### Short exercise
Take down each entry exactly as written.

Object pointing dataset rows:
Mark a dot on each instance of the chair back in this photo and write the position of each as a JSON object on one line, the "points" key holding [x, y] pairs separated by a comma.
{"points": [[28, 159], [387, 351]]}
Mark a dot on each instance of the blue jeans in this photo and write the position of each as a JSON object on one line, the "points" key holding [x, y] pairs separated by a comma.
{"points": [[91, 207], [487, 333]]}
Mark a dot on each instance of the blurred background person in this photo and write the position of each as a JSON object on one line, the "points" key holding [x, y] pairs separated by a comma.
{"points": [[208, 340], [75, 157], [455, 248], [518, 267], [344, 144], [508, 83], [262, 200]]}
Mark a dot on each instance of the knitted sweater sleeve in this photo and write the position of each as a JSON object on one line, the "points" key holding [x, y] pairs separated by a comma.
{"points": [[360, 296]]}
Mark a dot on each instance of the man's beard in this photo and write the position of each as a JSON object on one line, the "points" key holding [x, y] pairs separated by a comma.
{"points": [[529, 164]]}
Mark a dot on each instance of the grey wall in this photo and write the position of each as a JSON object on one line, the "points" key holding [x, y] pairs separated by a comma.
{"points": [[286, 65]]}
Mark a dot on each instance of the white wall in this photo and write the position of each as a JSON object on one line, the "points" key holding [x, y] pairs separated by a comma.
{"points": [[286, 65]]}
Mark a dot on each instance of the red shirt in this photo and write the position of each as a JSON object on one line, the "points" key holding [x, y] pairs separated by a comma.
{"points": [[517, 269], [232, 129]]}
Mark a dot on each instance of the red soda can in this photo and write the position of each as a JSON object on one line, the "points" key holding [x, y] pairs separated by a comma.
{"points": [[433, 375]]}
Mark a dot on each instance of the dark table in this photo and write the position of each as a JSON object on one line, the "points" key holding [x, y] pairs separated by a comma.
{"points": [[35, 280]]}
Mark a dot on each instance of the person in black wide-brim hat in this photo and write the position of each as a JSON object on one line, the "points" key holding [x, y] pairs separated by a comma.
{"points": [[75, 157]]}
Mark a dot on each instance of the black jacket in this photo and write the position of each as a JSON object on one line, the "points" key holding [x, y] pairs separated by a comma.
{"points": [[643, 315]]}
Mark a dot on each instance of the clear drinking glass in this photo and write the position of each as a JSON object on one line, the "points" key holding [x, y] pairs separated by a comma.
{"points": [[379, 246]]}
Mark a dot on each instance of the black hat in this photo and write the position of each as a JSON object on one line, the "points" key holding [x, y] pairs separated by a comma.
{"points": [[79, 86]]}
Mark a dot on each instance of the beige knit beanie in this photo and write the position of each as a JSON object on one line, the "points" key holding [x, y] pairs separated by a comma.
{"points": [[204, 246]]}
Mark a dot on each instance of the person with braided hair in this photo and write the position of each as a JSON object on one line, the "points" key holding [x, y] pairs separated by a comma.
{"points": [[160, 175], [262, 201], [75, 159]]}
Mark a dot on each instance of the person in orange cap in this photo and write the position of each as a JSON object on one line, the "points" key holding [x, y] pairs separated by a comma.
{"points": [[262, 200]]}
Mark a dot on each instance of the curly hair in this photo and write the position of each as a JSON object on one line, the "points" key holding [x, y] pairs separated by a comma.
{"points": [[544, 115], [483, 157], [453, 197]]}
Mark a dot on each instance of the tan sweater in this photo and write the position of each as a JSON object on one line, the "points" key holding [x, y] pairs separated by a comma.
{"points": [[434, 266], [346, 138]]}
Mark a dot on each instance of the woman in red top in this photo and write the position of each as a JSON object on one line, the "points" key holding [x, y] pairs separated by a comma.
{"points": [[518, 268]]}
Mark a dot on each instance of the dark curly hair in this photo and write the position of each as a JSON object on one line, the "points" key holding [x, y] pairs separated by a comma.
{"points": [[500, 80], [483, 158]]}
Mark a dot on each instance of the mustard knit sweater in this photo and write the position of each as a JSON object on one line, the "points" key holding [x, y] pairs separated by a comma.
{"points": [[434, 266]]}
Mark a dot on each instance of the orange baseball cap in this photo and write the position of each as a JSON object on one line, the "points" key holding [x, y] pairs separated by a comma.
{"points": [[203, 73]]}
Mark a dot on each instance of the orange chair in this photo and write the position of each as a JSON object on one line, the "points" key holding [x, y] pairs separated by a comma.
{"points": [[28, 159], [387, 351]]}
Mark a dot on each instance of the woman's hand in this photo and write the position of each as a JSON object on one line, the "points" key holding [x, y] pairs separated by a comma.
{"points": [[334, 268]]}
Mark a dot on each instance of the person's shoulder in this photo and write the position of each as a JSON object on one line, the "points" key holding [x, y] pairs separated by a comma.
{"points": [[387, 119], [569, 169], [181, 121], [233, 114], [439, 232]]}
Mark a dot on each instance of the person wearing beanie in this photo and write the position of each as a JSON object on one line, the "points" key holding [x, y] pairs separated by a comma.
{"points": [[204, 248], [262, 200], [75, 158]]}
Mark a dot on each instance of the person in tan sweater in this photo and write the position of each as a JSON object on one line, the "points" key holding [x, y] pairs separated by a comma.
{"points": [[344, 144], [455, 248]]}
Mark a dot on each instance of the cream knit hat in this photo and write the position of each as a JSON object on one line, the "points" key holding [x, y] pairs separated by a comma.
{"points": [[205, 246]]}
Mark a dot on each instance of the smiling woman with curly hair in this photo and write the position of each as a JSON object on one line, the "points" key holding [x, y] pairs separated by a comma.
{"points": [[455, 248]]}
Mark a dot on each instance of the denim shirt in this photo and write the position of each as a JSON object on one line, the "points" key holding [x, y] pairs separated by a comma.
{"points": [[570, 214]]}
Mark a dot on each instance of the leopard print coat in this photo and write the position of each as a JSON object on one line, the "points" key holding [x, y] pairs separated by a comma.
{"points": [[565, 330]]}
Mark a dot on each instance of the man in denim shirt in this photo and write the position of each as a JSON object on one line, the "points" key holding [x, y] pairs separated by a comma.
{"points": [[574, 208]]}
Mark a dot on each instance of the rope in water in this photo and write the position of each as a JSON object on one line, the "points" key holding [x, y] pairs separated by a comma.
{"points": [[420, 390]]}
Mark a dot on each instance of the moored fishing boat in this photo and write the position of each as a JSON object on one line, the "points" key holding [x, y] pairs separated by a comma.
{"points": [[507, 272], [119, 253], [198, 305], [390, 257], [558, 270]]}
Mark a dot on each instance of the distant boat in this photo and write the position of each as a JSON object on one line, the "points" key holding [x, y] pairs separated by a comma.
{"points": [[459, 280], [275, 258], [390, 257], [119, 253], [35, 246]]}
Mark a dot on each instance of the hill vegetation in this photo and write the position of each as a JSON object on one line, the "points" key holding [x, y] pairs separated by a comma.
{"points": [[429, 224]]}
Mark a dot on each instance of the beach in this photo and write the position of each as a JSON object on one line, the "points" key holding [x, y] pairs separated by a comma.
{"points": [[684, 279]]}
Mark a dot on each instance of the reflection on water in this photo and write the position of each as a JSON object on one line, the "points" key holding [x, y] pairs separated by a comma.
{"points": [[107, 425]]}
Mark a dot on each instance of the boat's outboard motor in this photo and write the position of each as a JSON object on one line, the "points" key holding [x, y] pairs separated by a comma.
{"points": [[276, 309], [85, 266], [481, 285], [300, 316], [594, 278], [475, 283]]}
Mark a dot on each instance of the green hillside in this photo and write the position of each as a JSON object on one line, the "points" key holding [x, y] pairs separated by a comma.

### Solution to this task
Mark a dot on each instance of the chair back in this photo and write the position of each as a JSON object on one line, the "points" key holding [x, y] pairs separated by a comma.
{"points": [[28, 159], [387, 351]]}
Mark a dot on each instance of the blue jeans in this photo and write the position of each as a JSON object on one line, the "points" key holding [x, y] pairs separated by a comma.
{"points": [[91, 207], [487, 333]]}
Mark a dot on each instance of the blurred background person in this photo and write the position of each as a JSON object on one line, the "points" key holding [x, y] pairs separated by a comma.
{"points": [[208, 340], [75, 157], [455, 248], [518, 267], [344, 144], [508, 83], [262, 200]]}
Mark a dot on each instance of the knitted sweater sleeve in this photo and write the position of each as a JSON object on one line, the "points" key holding [x, y] pairs separated by a comma.
{"points": [[360, 296]]}
Mark a dot on each instance of the man's beard in this photo and write the position of each as a JSON object on one line, the "points" key holding [x, y] pairs separated by a comma.
{"points": [[529, 164]]}
Mark a dot on each instance of the grey wall in this photo and write the position of each as a JSON object on one line, the "points" key holding [x, y] pairs separated by a comma.
{"points": [[286, 65]]}
Mark a dot on each instance of the white wall in this photo and write the position of each as a JSON object on one line, the "points" key holding [x, y] pairs separated by a comma.
{"points": [[286, 65]]}
Mark a dot on each instance of the red shirt in this photo and write the position of each as a JSON object on one line, the "points" key holding [x, y] pairs separated by a comma.
{"points": [[517, 269], [232, 129]]}
Mark a dot on each instance of the red soda can in this photo and write the position of each as a JSON object on one line, the "points" key holding [x, y] pairs separated by a comma.
{"points": [[433, 375]]}
Mark a dot on each instance of the dark table in this photo and write the position of each as a JSON object on one line, the "points" key holding [x, y] pairs separated by a comma.
{"points": [[35, 280]]}
Mark a dot on each instance of the person in black wide-brim hat in this photo and write the position of each as a JSON object on one line, the "points" key holding [x, y] pairs separated by a comma.
{"points": [[75, 157]]}
Mark a dot on each instance of the black jacket in this photo and write the position of each as a JSON object on one line, the "points" key holding [x, y] pairs separated by a comma.
{"points": [[643, 315]]}
Mark a dot on each instance of the clear drinking glass in this photo and write the position of each as a JSON object on one line, the "points" key holding [x, y] pairs separated by a comma.
{"points": [[379, 246]]}
Mark a dot on each instance of the black hat in this photo and write the position of each as a JSON object on one line, the "points" key holding [x, y] pairs separated by a comma.
{"points": [[79, 86]]}
Mark a dot on each instance of the beige knit beanie in this photo and write the position of each as a JSON object on one line, the "points" key holding [x, y] pairs separated by a comma.
{"points": [[204, 246]]}
Mark a dot on each instance of the person with braided hair in this photo and write the position of each as a JSON object on one line, the "points" key holding [x, y] pairs separated by a comma.
{"points": [[160, 175], [262, 201], [75, 159]]}
Mark a dot on each instance of the person in orange cap in this photo and write the position of each as a JSON object on one line, the "points" key holding [x, y] pairs separated by a comma.
{"points": [[262, 200]]}
Mark a dot on each instance of the curly hair in this photo and write the position of each as a JSON object on one line, the "points" key holding [x, y] pairs separated by a comma.
{"points": [[544, 115], [483, 157], [453, 197]]}
Mark a dot on each instance of the tan sweater in this photo and write the position of each as a JSON object on one line, the "points" key holding [x, y] pairs separated by a comma.
{"points": [[434, 266], [346, 138]]}
Mark a dot on each instance of the woman in red top in this photo and write the position of each as a JSON object on one line, the "points" key holding [x, y] pairs separated by a comma.
{"points": [[518, 268]]}
Mark a dot on each instance of the dark curly hair in this photo and write the position of each as a JSON object on one line, the "points" key holding [x, y] pairs separated by a comma.
{"points": [[500, 80], [483, 158]]}
Mark a dot on each instance of the mustard knit sweater in this photo and write the position of each as a JSON object on one line, the "points" key holding [x, y] pairs separated by a comma.
{"points": [[434, 266]]}
Mark a dot on each instance of the orange baseball cap in this photo and write the position of each as a JSON object on one line, the "points" key holding [x, y] pairs separated by a comma.
{"points": [[203, 73]]}
Mark a dot on each instance of the orange chair in this photo and write the position of each as a JSON object on one line, the "points" key holding [x, y] pairs separated by a comma.
{"points": [[28, 159], [387, 351]]}
Mark a dot on each instance of the woman's hand in this photo and write the position of each as a JSON object on one line, the "points" key holding [x, y] pairs separated by a comma.
{"points": [[334, 268]]}
Mark a dot on each instance of the person's shoulder in this photo and write the position of each as a JSON object on one line, the "points" key holding [x, y] pairs separated by a comma.
{"points": [[387, 119], [569, 169], [181, 121], [233, 114], [439, 232]]}
Mark a dot on each instance of the person wearing beanie in this photo and write the position of each as a JSON object on one line, the "points" key holding [x, y] pairs separated by a comma.
{"points": [[204, 248], [262, 200], [75, 158]]}
Mark a dot on each instance of the person in tan sweater in this photo and write the position of each as a JSON object on one line, the "points" key holding [x, y] pairs separated by a comma.
{"points": [[344, 144], [455, 248]]}
Mark a dot on each instance of the cream knit hat in this photo and write the position of each as a JSON object on one line, the "points" key holding [x, y] pairs separated by a comma.
{"points": [[205, 246]]}
Mark a dot on each instance of the smiling woman with curly hair in this photo and write the position of each as a JSON object on one line, the "points" key holding [x, y] pairs separated by a comma.
{"points": [[455, 248]]}
Mark a dot on each instance of the denim shirt in this photo and write the position of each as a JSON object on one line, the "points" key holding [x, y] pairs separated by a comma.
{"points": [[570, 214]]}
Mark a dot on each instance of the leopard print coat in this photo and write the position of each as a JSON object on one line, the "points" key holding [x, y] pairs separated by a comma.
{"points": [[565, 330]]}
Mark a dot on each instance of the man in denim shirt in this photo and write the position of each as a JSON object on one line, the "points" key holding [x, y] pairs separated by a comma.
{"points": [[574, 208]]}
Mark a dot on each instance of the rope in water in this photo and write the position of each as a JSON object on one line, the "points" key holding [x, y] pairs separated by a comma.
{"points": [[420, 390]]}
Mark a dot on each instance of the moored fishing boat in this photo and write the position of each as a JSON object on one line, the "points" key holding [x, y] pairs separated by a comma.
{"points": [[507, 272], [119, 253], [198, 305], [390, 257], [558, 270]]}
Mark a dot on each instance of the distant boat in this photo and write the position of each as a JSON object on one line, the "points" key holding [x, y] pairs separated by a comma.
{"points": [[459, 280], [275, 258], [390, 257], [119, 253], [35, 246]]}
Mark a dot on each instance of the hill vegetation in this photo and write the position of each as a JSON object on one line, the "points" key holding [x, y] pairs separated by a comma.
{"points": [[429, 224]]}
Mark a dot on each instance of the beach in this photo and write the position of each as a JSON object on one line, the "points" key holding [x, y] pairs separated by a comma.
{"points": [[684, 279]]}
Mark a dot on each instance of the reflection on water in this photo and write the position of each as a JSON object on one line, the "points" key holding [x, y] pairs separated by a comma.
{"points": [[107, 425]]}
Mark a dot on each instance of the boat's outboard motor in this photo and write the position of each as a JSON object on one line, the "points" key holding [x, y] pairs separated by a comma.
{"points": [[276, 309], [85, 266], [481, 285], [300, 316], [594, 278], [475, 283]]}
Mark a dot on each instance of the green hillside in this photo and write the position of each as a JSON object on one line, the "points" key holding [x, y] pairs separated by a comma.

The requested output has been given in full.